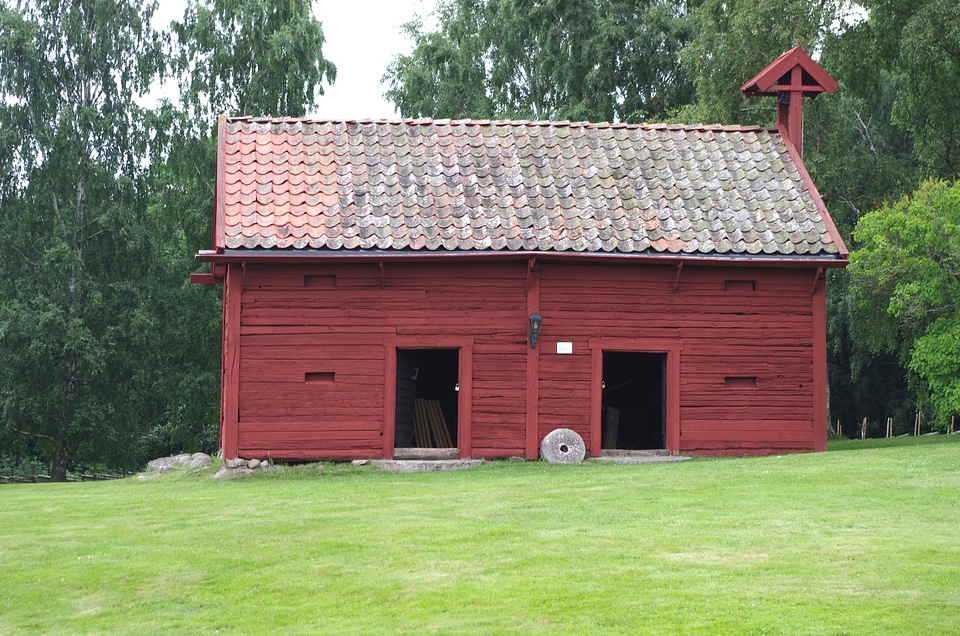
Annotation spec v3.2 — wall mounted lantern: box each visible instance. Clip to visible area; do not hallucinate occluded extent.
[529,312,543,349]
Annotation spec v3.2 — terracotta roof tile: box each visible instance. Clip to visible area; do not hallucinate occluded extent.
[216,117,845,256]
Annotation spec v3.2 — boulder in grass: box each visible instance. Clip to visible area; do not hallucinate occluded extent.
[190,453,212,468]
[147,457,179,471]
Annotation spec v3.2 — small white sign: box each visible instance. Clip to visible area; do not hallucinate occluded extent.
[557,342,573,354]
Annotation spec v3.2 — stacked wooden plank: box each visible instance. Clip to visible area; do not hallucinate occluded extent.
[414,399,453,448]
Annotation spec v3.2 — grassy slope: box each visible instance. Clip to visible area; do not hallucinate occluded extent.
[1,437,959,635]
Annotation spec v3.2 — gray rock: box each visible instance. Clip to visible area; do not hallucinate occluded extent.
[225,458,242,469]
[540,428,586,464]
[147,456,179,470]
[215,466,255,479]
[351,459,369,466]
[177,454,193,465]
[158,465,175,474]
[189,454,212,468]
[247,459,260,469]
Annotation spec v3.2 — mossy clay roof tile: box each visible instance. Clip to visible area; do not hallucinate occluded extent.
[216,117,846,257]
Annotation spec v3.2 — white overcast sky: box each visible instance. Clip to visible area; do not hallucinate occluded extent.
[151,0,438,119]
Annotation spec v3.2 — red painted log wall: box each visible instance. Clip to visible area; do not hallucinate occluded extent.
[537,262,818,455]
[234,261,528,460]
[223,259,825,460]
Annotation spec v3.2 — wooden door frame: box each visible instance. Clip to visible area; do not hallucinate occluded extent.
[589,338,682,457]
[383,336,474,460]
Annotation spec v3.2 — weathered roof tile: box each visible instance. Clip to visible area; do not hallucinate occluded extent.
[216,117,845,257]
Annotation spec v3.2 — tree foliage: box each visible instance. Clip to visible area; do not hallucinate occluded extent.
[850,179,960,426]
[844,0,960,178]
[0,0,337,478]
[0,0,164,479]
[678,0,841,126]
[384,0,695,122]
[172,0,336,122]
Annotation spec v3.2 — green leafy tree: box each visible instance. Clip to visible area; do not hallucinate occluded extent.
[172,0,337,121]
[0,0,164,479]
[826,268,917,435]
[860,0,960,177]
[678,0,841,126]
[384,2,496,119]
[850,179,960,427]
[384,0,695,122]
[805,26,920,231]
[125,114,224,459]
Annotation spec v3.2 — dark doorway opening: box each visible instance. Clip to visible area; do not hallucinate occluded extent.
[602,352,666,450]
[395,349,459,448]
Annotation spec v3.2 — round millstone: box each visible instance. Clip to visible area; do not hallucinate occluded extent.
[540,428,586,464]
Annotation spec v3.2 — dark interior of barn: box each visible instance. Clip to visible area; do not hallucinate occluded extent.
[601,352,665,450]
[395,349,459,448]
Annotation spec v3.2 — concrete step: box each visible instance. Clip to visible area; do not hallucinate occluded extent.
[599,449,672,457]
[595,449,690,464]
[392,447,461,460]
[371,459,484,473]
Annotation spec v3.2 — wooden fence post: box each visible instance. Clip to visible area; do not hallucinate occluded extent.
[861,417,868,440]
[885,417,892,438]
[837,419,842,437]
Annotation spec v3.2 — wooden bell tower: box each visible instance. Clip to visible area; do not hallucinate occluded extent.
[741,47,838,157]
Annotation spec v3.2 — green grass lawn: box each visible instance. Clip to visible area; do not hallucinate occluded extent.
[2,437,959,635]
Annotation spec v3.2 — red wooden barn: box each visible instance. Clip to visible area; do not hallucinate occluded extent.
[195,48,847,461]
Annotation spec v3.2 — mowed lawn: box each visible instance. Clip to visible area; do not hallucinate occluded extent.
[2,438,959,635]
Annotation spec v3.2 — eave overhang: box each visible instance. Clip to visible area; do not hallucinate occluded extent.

**PROBLEM**
No line should appear in the answer except those from the one containing "Annotation spec v3.2 — wooden bell" through the last line of the listing, each retyped exactly.

**SOLUTION**
Annotation spec v3.2 — wooden bell tower: box each visible instance. Clip to visible area; do not hallucinate occluded extent.
[741,47,838,157]
Annotation spec v3.2 — green grass lawn: box each visible instance. Clip to visible area; do not hallucinate occluded extent.
[2,437,959,635]
Annotation spec v3.2 — red wooden barn: box each visible instance. Clip to visible area; do not hallucinate occluded extent.
[195,48,847,461]
Annotation spec v3.2 — mowed lawn: box each visible instance. Clip to visible area; do not hallucinate occluded extent.
[2,438,959,635]
Annotation spec v3.2 — eave overhang: box each visible instance. Clip to visible area; do not hallucinate occluded extent.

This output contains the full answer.